> _DIRECTIONS_:
Nothing but the lines from the one that contains "For every instance of the folded" through the end of the listing should appear, set down exactly.
## Begin MATERIALS PROVIDED
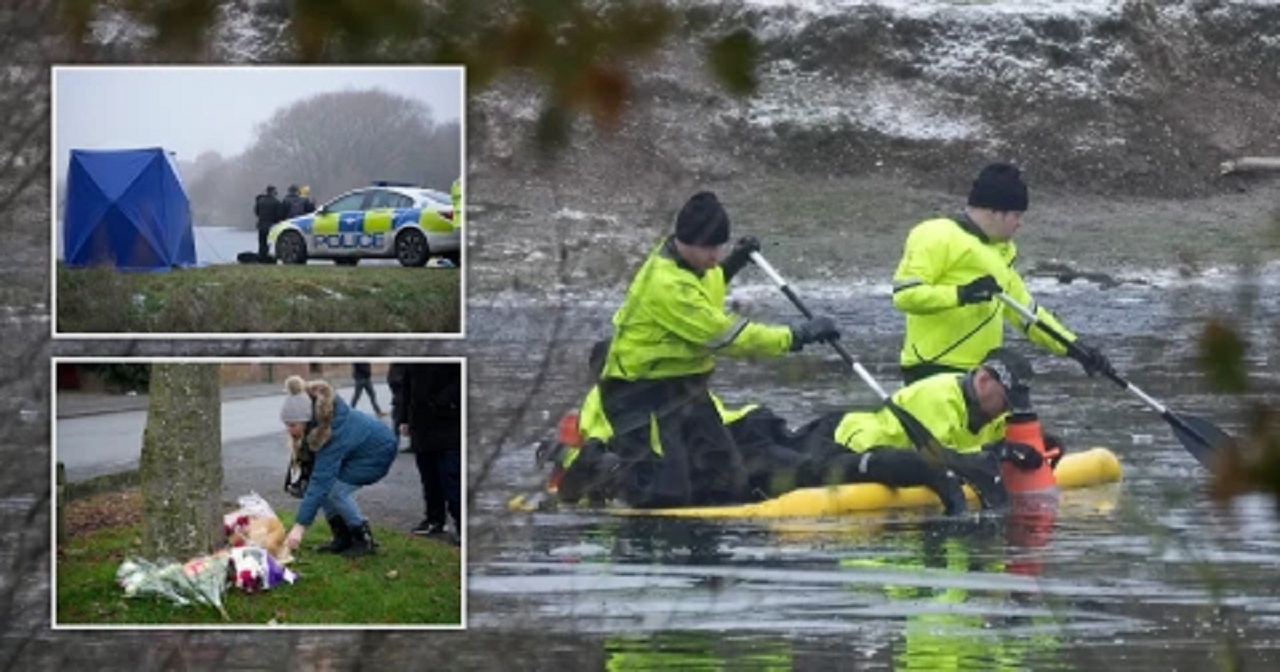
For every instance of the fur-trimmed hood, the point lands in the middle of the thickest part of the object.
(321, 414)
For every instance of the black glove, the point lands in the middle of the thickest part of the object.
(979, 291)
(821, 328)
(739, 256)
(1091, 359)
(1019, 455)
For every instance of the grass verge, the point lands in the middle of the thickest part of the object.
(255, 298)
(410, 581)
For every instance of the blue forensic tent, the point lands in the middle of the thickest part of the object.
(127, 209)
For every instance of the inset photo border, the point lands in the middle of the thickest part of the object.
(179, 484)
(227, 201)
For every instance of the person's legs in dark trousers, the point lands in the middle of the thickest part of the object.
(361, 383)
(716, 470)
(451, 487)
(648, 480)
(433, 493)
(261, 241)
(366, 385)
(771, 464)
(699, 461)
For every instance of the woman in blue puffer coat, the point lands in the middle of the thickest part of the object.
(351, 449)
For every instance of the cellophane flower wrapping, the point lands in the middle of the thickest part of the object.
(197, 581)
(255, 524)
(255, 570)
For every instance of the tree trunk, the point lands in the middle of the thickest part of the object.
(181, 470)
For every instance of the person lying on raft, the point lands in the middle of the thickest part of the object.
(965, 412)
(586, 466)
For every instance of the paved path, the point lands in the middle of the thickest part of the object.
(103, 434)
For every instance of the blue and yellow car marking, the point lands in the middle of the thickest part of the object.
(362, 231)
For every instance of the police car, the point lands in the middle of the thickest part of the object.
(410, 224)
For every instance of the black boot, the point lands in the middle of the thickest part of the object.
(361, 543)
(341, 536)
(950, 490)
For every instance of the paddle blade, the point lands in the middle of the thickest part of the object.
(1200, 437)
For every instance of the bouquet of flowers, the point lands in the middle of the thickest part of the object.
(254, 570)
(197, 581)
(255, 524)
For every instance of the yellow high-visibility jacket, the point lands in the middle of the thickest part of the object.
(673, 323)
(937, 402)
(938, 257)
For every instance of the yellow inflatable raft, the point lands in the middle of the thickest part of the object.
(1095, 466)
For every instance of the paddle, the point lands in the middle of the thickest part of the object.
(920, 437)
(1200, 437)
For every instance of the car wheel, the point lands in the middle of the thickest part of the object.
(289, 248)
(411, 248)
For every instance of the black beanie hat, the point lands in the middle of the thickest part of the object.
(703, 222)
(1000, 187)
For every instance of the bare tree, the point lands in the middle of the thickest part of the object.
(338, 141)
(181, 470)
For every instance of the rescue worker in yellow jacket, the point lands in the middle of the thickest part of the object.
(456, 196)
(951, 273)
(964, 411)
(666, 336)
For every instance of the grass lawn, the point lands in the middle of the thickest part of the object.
(410, 581)
(259, 298)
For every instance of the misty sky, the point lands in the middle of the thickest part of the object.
(192, 110)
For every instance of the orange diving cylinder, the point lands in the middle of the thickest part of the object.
(1024, 428)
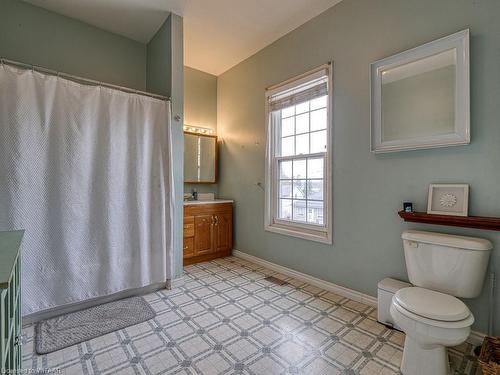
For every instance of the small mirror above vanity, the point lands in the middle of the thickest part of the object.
(200, 158)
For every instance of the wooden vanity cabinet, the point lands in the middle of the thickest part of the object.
(208, 232)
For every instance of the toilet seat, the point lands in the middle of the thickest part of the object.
(431, 304)
(432, 308)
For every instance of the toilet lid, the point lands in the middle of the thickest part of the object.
(431, 304)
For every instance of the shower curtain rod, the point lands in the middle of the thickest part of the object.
(78, 79)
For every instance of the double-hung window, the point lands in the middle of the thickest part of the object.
(298, 161)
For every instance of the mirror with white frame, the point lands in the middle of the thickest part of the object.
(420, 97)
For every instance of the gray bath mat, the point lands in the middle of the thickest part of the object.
(70, 329)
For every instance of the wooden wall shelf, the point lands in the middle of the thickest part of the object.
(477, 222)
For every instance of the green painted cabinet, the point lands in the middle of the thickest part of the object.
(10, 301)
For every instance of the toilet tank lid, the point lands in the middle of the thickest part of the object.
(461, 242)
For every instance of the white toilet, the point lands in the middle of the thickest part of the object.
(441, 267)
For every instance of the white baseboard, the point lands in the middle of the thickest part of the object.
(475, 338)
(326, 285)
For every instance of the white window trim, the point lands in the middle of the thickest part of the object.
(305, 231)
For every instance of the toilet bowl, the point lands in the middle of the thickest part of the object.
(431, 321)
(441, 267)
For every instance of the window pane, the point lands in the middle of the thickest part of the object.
(287, 146)
(287, 126)
(302, 144)
(318, 119)
(301, 108)
(299, 211)
(302, 123)
(285, 169)
(299, 189)
(318, 141)
(315, 189)
(299, 168)
(285, 210)
(287, 112)
(318, 103)
(315, 168)
(286, 188)
(315, 212)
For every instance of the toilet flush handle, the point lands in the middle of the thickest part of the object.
(413, 244)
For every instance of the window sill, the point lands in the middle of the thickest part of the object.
(316, 236)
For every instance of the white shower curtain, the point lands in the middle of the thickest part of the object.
(85, 170)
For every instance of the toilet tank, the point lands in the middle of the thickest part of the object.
(445, 263)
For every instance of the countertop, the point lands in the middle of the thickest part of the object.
(9, 251)
(189, 203)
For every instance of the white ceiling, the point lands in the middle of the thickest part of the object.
(218, 34)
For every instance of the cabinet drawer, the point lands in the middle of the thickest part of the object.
(188, 228)
(188, 249)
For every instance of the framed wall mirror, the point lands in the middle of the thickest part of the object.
(420, 97)
(200, 158)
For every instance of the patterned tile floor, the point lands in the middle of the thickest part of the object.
(227, 319)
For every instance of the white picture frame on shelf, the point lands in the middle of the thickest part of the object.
(420, 98)
(448, 199)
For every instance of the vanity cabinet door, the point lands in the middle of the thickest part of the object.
(223, 231)
(203, 234)
(188, 248)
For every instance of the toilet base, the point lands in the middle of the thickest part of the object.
(420, 361)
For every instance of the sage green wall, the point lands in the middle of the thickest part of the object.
(368, 189)
(200, 109)
(36, 36)
(165, 76)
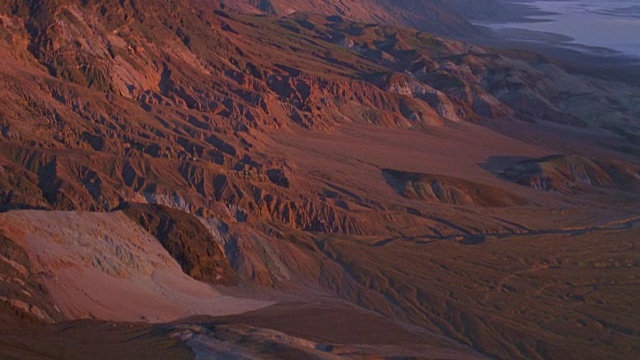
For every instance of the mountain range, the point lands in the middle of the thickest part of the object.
(227, 175)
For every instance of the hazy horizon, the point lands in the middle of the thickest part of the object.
(612, 24)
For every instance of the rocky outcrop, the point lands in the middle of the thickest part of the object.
(570, 174)
(187, 240)
(449, 190)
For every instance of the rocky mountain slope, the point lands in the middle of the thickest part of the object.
(441, 17)
(189, 156)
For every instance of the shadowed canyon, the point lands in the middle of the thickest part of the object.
(310, 179)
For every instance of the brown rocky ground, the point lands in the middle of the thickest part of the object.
(467, 202)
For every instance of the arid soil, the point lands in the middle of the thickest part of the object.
(174, 183)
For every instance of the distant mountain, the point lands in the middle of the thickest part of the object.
(153, 143)
(435, 16)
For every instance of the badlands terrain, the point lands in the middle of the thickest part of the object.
(319, 179)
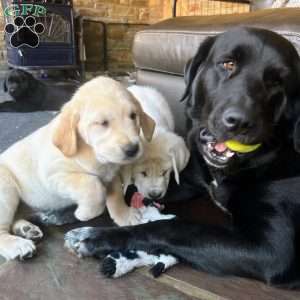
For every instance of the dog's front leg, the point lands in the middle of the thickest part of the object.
(87, 191)
(212, 248)
(118, 210)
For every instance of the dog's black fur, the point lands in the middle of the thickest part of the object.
(261, 189)
(30, 94)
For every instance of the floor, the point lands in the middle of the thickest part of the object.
(56, 274)
(59, 275)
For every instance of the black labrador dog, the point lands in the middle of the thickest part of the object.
(30, 94)
(241, 85)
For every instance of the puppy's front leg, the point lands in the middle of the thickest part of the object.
(87, 191)
(118, 210)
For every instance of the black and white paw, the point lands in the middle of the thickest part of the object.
(27, 230)
(158, 269)
(77, 241)
(118, 264)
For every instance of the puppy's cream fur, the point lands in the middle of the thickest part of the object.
(73, 159)
(165, 153)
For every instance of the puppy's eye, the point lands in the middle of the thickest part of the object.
(105, 123)
(229, 65)
(132, 116)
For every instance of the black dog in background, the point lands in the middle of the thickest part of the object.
(243, 85)
(31, 94)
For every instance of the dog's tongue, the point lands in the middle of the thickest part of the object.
(220, 147)
(137, 200)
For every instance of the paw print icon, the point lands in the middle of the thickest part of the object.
(24, 32)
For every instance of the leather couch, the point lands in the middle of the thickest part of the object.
(161, 50)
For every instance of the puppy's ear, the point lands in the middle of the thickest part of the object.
(5, 85)
(65, 132)
(126, 176)
(180, 156)
(147, 123)
(148, 126)
(192, 66)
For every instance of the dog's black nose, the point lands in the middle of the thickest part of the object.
(155, 195)
(131, 150)
(234, 119)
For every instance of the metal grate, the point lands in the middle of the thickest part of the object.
(209, 7)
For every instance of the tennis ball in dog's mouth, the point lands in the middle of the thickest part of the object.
(241, 148)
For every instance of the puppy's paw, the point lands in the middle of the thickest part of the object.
(77, 241)
(109, 267)
(12, 247)
(27, 230)
(132, 216)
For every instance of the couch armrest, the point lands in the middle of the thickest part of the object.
(166, 46)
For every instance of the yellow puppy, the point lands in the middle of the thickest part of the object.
(73, 160)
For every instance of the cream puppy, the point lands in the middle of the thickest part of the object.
(73, 160)
(165, 153)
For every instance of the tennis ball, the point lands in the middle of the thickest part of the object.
(241, 148)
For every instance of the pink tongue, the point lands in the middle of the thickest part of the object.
(220, 147)
(137, 200)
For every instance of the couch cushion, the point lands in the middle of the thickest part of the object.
(166, 46)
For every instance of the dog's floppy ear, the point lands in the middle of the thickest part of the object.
(5, 85)
(180, 156)
(192, 66)
(147, 123)
(65, 132)
(126, 175)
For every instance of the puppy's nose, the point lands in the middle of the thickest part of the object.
(155, 195)
(131, 150)
(234, 119)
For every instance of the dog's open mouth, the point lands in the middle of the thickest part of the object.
(217, 154)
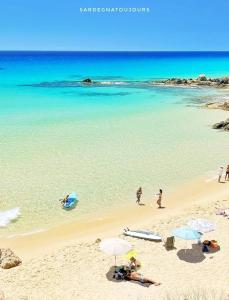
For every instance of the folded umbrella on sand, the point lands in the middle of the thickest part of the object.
(186, 233)
(115, 246)
(201, 225)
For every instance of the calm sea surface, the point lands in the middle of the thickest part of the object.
(102, 141)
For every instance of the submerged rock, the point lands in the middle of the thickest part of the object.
(224, 125)
(218, 125)
(8, 259)
(202, 77)
(218, 105)
(201, 80)
(87, 80)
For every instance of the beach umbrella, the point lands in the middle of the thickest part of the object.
(131, 253)
(201, 225)
(115, 246)
(186, 233)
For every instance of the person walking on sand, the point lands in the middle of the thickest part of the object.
(138, 195)
(159, 198)
(227, 173)
(220, 173)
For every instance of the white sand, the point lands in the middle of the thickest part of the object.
(77, 270)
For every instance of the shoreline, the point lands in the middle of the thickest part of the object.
## End MATERIALS PROVIDED
> _RESPONSE TO THE EXERCISE_:
For every instance of the folded umbrella on sand, the point lands in the middle of the thickest part of the object.
(186, 233)
(115, 246)
(201, 225)
For every instance of the calm sea surface, the point lands in the middle of the thickest part of the object.
(102, 141)
For every instance of the submerged rock, the point lands in the middle of the thickest part of the object.
(224, 125)
(218, 125)
(8, 259)
(202, 77)
(218, 105)
(201, 80)
(87, 80)
For every instance of the beach umbrella, the point lands in the middle of the thickest part of the object.
(131, 253)
(201, 225)
(115, 246)
(186, 233)
For every instance of the person walking on sand, the point lands in the middle of the thickest part of the object.
(138, 195)
(159, 198)
(227, 173)
(220, 173)
For every instance of the white sand, the point lands in the middle of the thickest part of the object.
(77, 270)
For every instance of the shoreline, the point lands in the middle of the thickest part of the object.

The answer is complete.